→ **Work to be completed**
Render the records as a JSON list of strings, starting at the line that contains "If any forewing" and running through the final line of the records, both ends included. Use one string per line and omit any blank lines.
>>>
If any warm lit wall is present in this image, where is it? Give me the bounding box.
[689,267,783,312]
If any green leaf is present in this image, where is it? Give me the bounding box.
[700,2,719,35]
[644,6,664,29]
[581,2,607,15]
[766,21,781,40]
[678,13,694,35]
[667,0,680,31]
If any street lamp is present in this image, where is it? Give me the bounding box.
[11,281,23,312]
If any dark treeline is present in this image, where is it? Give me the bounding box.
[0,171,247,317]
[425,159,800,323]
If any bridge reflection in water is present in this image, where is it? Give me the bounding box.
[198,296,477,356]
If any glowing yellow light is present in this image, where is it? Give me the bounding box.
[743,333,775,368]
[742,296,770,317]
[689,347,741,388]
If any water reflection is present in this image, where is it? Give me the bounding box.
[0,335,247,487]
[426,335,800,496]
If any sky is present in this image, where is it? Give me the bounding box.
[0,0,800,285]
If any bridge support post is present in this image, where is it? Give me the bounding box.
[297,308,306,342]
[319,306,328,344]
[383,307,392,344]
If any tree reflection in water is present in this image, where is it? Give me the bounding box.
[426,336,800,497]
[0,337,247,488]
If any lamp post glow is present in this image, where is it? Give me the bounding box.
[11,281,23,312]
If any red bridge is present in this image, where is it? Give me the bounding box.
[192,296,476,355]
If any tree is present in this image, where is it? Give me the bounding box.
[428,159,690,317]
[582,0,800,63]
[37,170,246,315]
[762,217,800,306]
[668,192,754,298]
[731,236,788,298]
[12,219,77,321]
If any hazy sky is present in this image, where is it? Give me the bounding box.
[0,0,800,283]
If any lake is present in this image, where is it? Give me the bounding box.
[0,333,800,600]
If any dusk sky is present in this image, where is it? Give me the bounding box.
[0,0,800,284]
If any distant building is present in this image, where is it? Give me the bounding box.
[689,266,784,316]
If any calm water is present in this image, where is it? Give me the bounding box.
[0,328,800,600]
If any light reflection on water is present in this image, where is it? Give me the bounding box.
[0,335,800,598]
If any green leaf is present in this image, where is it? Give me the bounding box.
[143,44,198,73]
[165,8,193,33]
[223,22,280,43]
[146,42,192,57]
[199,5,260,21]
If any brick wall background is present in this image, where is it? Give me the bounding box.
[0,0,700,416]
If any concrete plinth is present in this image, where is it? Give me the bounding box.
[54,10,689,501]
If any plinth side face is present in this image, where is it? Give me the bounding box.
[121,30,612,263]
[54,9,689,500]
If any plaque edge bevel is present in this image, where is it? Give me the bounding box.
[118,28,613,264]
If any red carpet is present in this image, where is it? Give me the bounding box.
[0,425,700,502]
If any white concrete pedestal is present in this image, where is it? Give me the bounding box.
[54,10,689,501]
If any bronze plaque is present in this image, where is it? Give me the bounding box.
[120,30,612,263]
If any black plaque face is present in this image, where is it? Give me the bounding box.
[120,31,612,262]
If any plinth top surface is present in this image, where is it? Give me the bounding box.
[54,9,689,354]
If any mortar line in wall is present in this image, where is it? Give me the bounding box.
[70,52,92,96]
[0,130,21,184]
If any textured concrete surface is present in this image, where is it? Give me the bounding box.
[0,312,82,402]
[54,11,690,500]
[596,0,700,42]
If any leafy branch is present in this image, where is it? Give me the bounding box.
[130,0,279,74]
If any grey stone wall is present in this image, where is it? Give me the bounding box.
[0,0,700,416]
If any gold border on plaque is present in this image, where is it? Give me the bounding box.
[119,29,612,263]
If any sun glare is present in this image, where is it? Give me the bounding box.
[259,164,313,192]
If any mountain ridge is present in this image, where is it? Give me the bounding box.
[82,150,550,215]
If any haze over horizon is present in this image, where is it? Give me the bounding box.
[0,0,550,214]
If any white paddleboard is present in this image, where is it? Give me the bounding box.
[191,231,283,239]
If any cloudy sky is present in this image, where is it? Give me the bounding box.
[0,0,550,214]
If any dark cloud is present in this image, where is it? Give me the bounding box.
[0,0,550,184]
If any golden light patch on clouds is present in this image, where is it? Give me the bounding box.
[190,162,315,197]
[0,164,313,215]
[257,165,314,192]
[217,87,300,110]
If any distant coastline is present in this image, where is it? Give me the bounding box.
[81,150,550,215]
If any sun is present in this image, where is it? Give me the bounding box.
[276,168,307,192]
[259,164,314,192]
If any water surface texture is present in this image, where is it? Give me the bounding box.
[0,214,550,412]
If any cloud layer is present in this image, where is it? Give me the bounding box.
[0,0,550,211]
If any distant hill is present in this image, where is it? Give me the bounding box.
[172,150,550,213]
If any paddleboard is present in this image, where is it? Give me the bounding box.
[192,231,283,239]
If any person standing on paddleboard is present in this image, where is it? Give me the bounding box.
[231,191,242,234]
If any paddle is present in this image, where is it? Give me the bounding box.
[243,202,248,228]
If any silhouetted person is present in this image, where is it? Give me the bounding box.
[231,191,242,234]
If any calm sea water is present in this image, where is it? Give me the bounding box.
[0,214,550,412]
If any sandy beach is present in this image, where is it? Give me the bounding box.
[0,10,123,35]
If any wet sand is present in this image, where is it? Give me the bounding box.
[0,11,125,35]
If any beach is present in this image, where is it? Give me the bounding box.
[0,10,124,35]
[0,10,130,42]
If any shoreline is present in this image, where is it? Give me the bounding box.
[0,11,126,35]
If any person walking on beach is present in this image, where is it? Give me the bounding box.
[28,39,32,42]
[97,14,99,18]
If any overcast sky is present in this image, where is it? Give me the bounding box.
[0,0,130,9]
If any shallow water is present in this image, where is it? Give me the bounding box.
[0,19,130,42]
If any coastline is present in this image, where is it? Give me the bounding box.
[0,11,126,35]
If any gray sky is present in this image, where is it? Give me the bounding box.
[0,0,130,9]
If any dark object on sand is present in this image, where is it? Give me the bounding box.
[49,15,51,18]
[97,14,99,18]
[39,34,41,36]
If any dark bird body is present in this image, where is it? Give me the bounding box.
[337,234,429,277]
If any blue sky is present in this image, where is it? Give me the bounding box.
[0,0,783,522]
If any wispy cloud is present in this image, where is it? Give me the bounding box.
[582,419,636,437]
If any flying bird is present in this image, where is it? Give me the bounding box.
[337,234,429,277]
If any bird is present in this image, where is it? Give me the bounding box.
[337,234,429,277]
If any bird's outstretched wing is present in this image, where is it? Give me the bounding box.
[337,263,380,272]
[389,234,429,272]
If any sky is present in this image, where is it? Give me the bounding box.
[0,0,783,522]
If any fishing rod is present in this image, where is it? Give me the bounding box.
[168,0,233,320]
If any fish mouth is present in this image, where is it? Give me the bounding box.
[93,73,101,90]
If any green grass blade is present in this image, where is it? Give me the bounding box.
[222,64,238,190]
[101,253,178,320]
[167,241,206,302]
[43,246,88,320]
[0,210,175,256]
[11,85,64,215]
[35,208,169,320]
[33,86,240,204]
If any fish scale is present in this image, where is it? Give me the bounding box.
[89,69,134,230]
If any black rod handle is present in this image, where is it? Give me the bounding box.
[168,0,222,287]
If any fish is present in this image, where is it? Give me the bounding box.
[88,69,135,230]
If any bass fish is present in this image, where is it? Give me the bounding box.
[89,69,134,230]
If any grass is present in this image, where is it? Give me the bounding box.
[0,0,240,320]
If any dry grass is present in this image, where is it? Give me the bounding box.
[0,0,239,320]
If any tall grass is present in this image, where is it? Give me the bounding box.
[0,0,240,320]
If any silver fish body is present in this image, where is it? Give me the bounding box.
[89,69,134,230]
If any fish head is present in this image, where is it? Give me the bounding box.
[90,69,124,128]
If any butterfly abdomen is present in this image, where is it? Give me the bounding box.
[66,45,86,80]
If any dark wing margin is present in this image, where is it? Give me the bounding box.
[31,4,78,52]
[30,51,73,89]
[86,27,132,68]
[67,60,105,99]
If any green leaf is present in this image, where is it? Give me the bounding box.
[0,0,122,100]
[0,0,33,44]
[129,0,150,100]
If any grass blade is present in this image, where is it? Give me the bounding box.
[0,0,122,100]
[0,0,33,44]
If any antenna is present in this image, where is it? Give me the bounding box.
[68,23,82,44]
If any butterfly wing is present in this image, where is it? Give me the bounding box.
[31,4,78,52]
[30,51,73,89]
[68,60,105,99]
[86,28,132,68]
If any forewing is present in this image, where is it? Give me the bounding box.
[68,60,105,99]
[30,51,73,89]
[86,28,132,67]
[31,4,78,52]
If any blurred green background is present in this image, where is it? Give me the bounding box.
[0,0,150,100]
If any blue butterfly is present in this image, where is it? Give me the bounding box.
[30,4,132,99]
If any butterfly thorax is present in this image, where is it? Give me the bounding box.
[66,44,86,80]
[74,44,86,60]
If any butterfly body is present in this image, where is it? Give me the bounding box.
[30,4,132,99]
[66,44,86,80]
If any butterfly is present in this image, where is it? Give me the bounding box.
<<<
→ **Task response**
[
  "If any forewing is present in this image, where is it? Give me the bounding box.",
  "[68,60,105,99]",
  "[30,51,73,89]",
  "[86,28,132,67]",
  "[31,4,78,52]",
  "If any blurred green background is present in this image, where is it? Give me the bounding box.",
  "[0,0,150,100]",
  "If any blue butterfly is present in this image, where is it? Give me the bounding box.",
  "[30,4,132,99]",
  "If any butterfly thorax is present in this image, where is it? Give me the bounding box.",
  "[66,44,86,80]",
  "[74,44,86,60]",
  "If any butterfly body is present in this image, where is it? Give me the bounding box.",
  "[30,4,132,99]",
  "[66,44,86,80]",
  "If any butterfly is present in this image, where is it? Give me the bounding box."
]